Bug 68908

Summary: inefficient code for _Atomic operations
Product: gcc Reporter: Martin Sebor <msebor>
Component: cAssignee: Marek Polacek <mpolacek>
Status: RESOLVED FIXED    
Severity: normal CC: amacleod, jakub, jsm28, rth
Priority: P3 Keywords: missed-optimization
Version: 6.0   
Target Milestone: 6.0   
Host: Target:
Build: Known to work:
Known to fail: Last reconfirmed: 2015-12-15 00:00:00

Description Martin Sebor 2015-12-15 03:54:19 UTC
GCC 6.0 for powerpc64le emits the following inefficient code for an atomic increment.  (The bogus warning is the subject of bug 68907).

■ **DIRECTIVE A**
Extract the passage of the GCC bug report from "Summary: inefficient code" up to and including "of bug 68907).", copying it word for word.

■ **DATASET CONTENT**
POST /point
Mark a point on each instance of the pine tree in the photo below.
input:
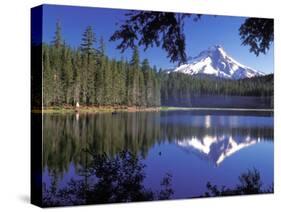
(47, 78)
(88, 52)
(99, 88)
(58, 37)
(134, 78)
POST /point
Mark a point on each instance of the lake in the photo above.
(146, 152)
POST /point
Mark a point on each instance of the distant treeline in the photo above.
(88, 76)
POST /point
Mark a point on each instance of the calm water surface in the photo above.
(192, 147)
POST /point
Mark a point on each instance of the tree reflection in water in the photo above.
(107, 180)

==

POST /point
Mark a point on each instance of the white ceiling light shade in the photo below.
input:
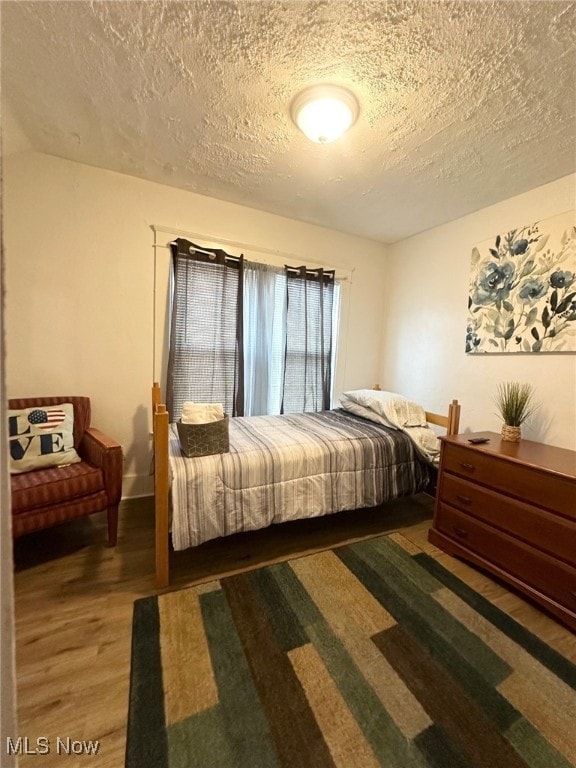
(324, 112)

...

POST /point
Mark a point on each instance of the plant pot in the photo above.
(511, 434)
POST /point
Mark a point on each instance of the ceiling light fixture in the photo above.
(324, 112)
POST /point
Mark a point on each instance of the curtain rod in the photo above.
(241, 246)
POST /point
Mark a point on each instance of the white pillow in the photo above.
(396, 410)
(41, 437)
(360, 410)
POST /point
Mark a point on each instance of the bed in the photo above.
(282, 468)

■ **DIRECTIVE B**
Pull out each line of the records that contains the string "water".

■ **COMPLETE OUTPUT A**
Summary: inefficient code for _Atomic operations
Product: gcc Reporter: Martin Sebor <msebor>
Component: cAssignee: Marek Polacek <mpolacek>
Status: RESOLVED FIXED    
Severity: normal CC: amacleod, jakub, jsm28, rth
Priority: P3 Keywords: missed-optimization
Version: 6.0   
Target Milestone: 6.0   
Host: Target:
Build: Known to work:
Known to fail: Last reconfirmed: 2015-12-15 00:00:00

Description Martin Sebor 2015-12-15 03:54:19 UTC
GCC 6.0 for powerpc64le emits the following inefficient code for an atomic increment.  (The bogus warning is the subject of bug 68907).

■ **COMPLETE OUTPUT B**
Mark a point on each instance of the calm water surface in the photo above.
Mark a point on each instance of the tree reflection in water in the photo above.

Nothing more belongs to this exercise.